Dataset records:
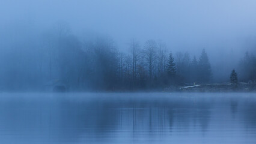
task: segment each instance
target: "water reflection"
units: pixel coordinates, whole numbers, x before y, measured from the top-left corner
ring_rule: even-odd
[[[254,143],[255,95],[243,95],[1,94],[0,142]]]

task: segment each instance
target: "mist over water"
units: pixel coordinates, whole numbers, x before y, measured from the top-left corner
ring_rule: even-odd
[[[255,6],[1,0],[0,143],[256,143]]]
[[[255,143],[254,94],[1,94],[2,143]]]

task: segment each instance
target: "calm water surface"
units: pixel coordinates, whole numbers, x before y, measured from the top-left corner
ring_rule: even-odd
[[[0,143],[256,143],[256,94],[2,93]]]

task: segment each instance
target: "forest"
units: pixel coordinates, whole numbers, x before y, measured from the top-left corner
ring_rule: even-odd
[[[132,39],[121,52],[109,37],[81,40],[65,26],[32,37],[7,37],[1,44],[0,91],[43,91],[56,82],[70,91],[157,91],[215,82],[203,47],[196,57],[174,53],[164,42]],[[254,54],[240,61],[234,68],[239,82],[255,82]]]

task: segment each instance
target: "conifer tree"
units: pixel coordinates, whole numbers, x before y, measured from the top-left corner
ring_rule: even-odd
[[[230,74],[230,82],[232,84],[237,84],[237,74],[236,73],[234,69],[232,70],[231,74]]]
[[[176,74],[176,65],[171,52],[169,55],[169,59],[167,63],[167,73],[170,76],[174,76]]]
[[[209,82],[212,78],[211,65],[209,62],[207,54],[204,49],[201,54],[198,62],[198,74],[200,82]]]

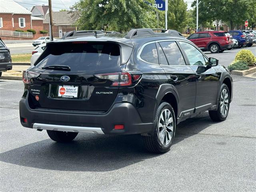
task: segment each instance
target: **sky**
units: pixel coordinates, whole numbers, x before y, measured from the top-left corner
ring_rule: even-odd
[[[31,10],[34,5],[48,5],[48,0],[14,0],[29,10]],[[69,9],[79,0],[52,0],[52,6],[53,11],[58,11],[61,9]],[[191,8],[193,0],[184,0],[188,4],[188,9]]]

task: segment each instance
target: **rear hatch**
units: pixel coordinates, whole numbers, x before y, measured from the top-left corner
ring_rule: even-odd
[[[130,56],[132,48],[113,42],[47,44],[35,66],[30,69],[40,74],[28,88],[30,107],[95,112],[107,111],[118,90],[118,86],[112,86],[111,74],[123,70],[124,64],[130,58],[122,55],[124,47],[129,50],[126,54]],[[95,76],[102,74],[108,74],[108,79]]]

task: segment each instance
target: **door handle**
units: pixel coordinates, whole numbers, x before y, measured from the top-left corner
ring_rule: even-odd
[[[170,77],[173,81],[176,81],[178,80],[178,76],[177,75],[170,75]]]
[[[196,78],[197,78],[198,79],[200,79],[202,77],[202,75],[201,74],[196,74]]]

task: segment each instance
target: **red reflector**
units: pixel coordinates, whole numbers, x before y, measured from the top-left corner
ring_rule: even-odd
[[[115,125],[114,129],[120,130],[120,129],[124,129],[124,125]]]
[[[26,118],[21,118],[22,121],[24,123],[27,123],[28,120]]]
[[[132,77],[133,77],[133,79],[134,81],[136,81],[138,79],[140,78],[141,76],[141,75],[132,75]]]

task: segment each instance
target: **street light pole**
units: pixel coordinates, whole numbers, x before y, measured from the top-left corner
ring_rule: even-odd
[[[196,32],[198,29],[198,0],[196,0]]]
[[[49,0],[49,16],[50,17],[50,28],[49,29],[50,31],[50,38],[51,41],[53,41],[53,28],[52,27],[52,0]]]
[[[168,10],[168,0],[165,0],[165,29],[168,29],[167,27],[167,11]]]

* What this task involves
Reproduce the lines starting at the first line and ending at the line that contains "[[[255,143],[254,94],[1,94],[2,143]]]", with both ends included. Leave the pictures out of your answer.

* Final result
task: segment each instance
target: "water reflection"
units: pixel coordinates, whole numbers, x before y, measured from the top-left corner
ring_rule: even-odd
[[[254,143],[255,95],[243,95],[1,94],[0,142]]]

task: segment each instance
target: "mist over water"
units: pixel coordinates, whole numbers, x before y, measured from the top-left corner
ring_rule: even-odd
[[[255,6],[1,0],[0,143],[256,143]]]
[[[255,143],[254,94],[1,94],[2,143]]]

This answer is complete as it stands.